◆ **EXERCISE AIM**: Go through the data and copy every line in which "post" appears.

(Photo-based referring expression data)
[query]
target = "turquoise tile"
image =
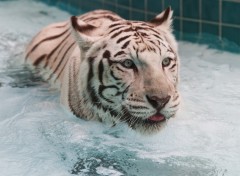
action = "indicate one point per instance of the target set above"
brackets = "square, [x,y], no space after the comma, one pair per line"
[138,4]
[110,7]
[138,16]
[210,10]
[150,16]
[124,2]
[210,28]
[154,6]
[176,24]
[231,12]
[190,27]
[191,9]
[231,33]
[175,5]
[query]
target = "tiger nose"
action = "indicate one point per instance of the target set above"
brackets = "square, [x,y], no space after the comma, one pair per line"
[157,102]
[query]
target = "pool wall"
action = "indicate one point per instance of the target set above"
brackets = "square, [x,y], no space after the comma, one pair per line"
[194,20]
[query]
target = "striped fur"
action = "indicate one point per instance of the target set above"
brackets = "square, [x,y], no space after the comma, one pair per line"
[112,69]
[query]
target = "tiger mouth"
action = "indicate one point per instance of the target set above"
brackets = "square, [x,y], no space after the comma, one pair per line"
[156,118]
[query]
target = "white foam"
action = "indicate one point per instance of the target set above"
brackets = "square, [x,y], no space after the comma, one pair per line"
[37,137]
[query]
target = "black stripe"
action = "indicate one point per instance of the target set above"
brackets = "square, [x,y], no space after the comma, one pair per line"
[126,44]
[119,53]
[100,72]
[106,54]
[116,24]
[92,93]
[123,38]
[173,66]
[115,29]
[121,31]
[44,40]
[119,69]
[111,73]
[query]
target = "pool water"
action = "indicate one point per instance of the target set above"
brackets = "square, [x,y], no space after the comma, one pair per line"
[38,137]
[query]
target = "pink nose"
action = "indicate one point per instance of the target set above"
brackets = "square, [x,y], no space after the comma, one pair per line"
[158,102]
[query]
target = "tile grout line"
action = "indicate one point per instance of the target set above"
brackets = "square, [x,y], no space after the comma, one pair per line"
[220,20]
[200,18]
[208,22]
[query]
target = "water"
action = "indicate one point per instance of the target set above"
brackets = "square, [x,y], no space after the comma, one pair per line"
[38,137]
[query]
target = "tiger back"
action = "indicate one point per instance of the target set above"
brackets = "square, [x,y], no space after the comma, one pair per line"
[112,69]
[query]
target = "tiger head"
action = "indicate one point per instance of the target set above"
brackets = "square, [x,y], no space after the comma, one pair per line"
[129,71]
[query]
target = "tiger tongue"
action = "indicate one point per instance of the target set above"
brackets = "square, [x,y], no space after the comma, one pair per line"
[157,118]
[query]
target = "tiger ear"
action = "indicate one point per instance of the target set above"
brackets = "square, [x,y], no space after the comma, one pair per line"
[163,20]
[83,33]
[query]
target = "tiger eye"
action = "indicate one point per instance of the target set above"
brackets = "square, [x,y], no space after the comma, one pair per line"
[128,63]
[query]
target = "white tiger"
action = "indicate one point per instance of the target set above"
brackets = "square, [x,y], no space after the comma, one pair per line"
[112,69]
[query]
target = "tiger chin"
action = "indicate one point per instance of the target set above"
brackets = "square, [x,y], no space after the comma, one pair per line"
[111,69]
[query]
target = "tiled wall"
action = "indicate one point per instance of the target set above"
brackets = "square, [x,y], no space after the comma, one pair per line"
[218,17]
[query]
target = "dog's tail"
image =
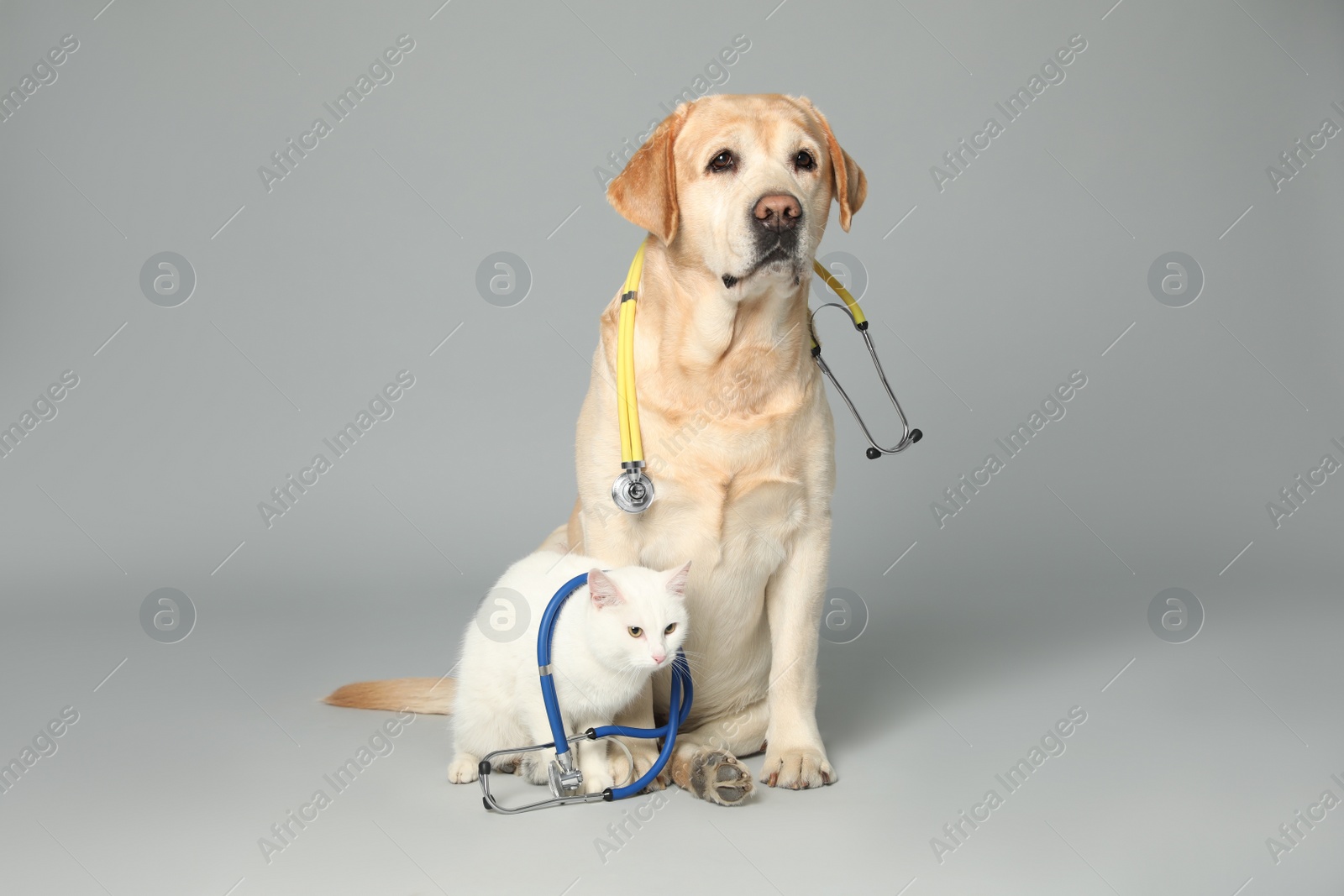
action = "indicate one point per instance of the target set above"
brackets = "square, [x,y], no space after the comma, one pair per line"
[432,696]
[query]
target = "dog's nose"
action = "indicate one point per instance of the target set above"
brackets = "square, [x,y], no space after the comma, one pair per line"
[779,212]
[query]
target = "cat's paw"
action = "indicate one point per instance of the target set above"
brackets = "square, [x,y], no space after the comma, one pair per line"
[644,759]
[797,768]
[464,768]
[534,768]
[716,775]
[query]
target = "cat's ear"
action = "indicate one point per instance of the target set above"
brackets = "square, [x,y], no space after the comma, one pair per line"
[604,591]
[676,580]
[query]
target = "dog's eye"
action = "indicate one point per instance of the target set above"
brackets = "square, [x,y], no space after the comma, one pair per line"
[722,161]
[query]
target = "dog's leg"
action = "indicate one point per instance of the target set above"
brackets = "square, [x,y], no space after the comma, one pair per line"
[706,759]
[793,600]
[638,715]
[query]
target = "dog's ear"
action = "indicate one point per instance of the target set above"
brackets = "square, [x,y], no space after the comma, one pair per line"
[851,187]
[645,190]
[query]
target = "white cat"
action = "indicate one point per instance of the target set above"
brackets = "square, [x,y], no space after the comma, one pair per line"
[611,636]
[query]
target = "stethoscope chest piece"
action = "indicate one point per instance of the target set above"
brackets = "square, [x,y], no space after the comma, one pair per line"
[632,490]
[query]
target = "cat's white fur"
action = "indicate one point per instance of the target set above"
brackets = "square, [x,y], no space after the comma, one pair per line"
[597,664]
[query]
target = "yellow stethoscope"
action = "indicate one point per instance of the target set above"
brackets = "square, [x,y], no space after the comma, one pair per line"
[633,490]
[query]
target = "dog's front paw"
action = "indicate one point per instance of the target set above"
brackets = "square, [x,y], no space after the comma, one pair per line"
[797,768]
[716,775]
[645,755]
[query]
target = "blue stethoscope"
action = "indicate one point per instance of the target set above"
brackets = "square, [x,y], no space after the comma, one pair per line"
[566,779]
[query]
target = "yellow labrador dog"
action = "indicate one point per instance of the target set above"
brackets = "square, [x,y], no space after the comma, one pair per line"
[736,192]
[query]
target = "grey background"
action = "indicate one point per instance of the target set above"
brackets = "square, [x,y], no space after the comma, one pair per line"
[990,293]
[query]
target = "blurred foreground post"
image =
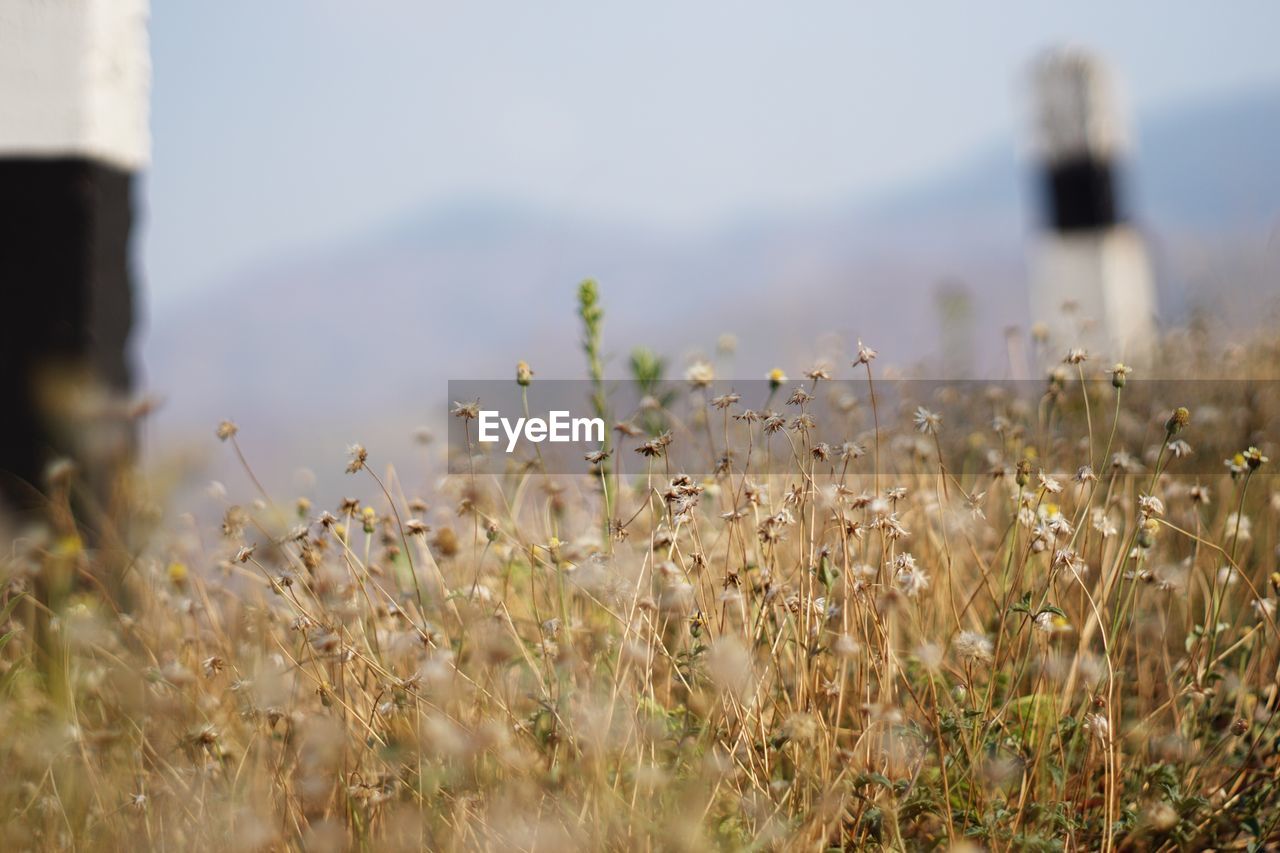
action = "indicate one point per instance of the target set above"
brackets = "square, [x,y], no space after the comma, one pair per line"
[74,80]
[1087,260]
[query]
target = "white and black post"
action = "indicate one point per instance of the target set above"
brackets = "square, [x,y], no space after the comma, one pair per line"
[1091,277]
[74,86]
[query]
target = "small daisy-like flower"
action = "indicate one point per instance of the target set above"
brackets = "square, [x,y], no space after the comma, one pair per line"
[927,422]
[357,456]
[700,374]
[1048,483]
[1051,623]
[725,401]
[799,397]
[973,647]
[1098,726]
[912,580]
[466,410]
[1178,422]
[851,451]
[1150,505]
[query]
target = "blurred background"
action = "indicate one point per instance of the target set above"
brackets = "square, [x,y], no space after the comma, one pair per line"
[346,209]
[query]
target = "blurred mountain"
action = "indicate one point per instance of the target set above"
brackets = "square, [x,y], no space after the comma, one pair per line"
[360,338]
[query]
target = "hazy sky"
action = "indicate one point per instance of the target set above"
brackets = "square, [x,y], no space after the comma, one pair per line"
[288,124]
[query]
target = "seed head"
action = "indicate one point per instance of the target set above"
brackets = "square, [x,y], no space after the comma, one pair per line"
[357,456]
[1178,422]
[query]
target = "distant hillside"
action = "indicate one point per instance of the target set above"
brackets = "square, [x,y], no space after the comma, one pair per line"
[315,347]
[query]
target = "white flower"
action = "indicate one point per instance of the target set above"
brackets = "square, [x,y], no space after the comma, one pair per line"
[1098,726]
[927,422]
[700,374]
[1051,623]
[912,580]
[972,646]
[1151,505]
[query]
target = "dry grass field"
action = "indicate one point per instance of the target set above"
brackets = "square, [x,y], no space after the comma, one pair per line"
[1045,626]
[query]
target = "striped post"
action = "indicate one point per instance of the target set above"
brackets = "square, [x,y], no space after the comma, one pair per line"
[1091,277]
[74,80]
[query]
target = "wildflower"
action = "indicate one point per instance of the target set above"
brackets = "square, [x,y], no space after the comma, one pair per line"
[700,374]
[851,450]
[466,410]
[1255,459]
[1160,816]
[1239,525]
[1098,726]
[799,397]
[927,422]
[909,578]
[725,401]
[1119,374]
[1150,506]
[654,446]
[1051,623]
[1048,483]
[865,355]
[1178,422]
[973,647]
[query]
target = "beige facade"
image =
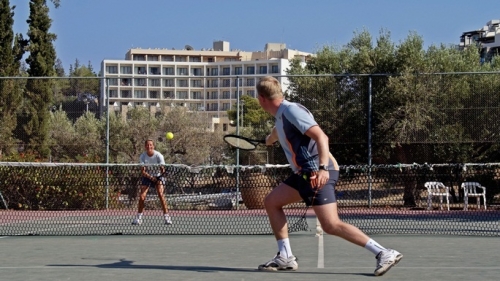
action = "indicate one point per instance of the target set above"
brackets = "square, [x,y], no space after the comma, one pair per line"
[206,80]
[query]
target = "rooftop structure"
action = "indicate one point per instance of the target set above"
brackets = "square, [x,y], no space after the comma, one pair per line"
[487,39]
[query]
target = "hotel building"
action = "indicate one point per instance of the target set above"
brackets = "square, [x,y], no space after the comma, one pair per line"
[206,80]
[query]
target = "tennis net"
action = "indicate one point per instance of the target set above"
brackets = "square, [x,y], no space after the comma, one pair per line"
[101,199]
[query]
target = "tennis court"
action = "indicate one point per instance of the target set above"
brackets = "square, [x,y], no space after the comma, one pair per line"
[235,257]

◆ **RESULT**:
target = "blurred foreground post"
target = "white and black post"
target = "striped post"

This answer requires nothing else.